*Stated problem*:
Return the stretch of data from the line containing "seg: city skyline" through the line containing "[[255, 31], [256, 2], [2, 0], [0, 25]]", both lines included, reproducing each line verbatim. Omit the pictures from your answer.

*Supplied records*:
************
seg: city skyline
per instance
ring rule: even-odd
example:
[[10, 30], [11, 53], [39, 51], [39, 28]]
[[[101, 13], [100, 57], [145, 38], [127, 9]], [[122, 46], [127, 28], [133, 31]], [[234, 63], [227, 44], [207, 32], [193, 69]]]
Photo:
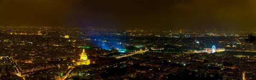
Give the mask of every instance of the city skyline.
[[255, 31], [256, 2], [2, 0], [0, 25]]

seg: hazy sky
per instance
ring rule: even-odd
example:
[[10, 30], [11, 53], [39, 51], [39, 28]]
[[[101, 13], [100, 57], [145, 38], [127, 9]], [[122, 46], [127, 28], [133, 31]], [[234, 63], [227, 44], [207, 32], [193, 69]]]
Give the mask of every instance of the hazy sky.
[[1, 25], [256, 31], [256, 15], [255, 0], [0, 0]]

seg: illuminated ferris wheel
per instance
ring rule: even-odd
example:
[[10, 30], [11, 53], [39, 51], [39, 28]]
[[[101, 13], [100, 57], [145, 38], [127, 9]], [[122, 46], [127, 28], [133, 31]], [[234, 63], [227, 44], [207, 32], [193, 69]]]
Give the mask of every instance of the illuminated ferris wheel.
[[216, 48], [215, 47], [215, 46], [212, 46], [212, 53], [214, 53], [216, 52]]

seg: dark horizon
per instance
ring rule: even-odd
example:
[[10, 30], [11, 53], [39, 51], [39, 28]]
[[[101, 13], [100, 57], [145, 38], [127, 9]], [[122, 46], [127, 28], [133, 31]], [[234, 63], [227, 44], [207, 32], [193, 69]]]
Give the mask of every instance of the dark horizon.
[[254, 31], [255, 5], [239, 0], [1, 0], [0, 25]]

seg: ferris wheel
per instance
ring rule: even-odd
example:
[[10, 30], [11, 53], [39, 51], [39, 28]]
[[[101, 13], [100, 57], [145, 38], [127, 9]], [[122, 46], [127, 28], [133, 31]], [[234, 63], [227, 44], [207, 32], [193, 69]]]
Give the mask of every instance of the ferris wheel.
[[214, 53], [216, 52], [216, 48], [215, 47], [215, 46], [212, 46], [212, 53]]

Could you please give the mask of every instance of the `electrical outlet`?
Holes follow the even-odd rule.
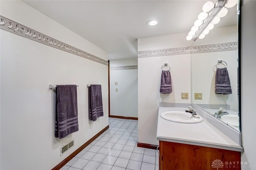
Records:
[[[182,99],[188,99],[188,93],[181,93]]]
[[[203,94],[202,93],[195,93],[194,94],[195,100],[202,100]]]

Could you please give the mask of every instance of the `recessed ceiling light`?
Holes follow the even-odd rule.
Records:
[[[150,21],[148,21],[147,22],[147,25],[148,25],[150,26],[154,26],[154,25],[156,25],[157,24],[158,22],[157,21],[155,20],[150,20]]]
************
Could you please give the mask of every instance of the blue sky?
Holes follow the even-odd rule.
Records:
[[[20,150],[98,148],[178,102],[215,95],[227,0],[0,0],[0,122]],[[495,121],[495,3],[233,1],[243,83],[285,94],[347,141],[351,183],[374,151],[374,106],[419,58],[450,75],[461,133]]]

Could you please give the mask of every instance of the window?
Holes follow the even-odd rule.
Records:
************
*Response to the task*:
seg: city skyline
per instance
ring rule: even-odd
example:
[[10, 30], [11, 53], [39, 51], [39, 28]]
[[[101, 13], [100, 57], [145, 38], [127, 9]], [[122, 46], [127, 28], [133, 31]], [[234, 63], [227, 44], [207, 32], [193, 69]]]
Photo:
Give the mask of every instance of the city skyline.
[[255, 31], [256, 2], [2, 0], [0, 25]]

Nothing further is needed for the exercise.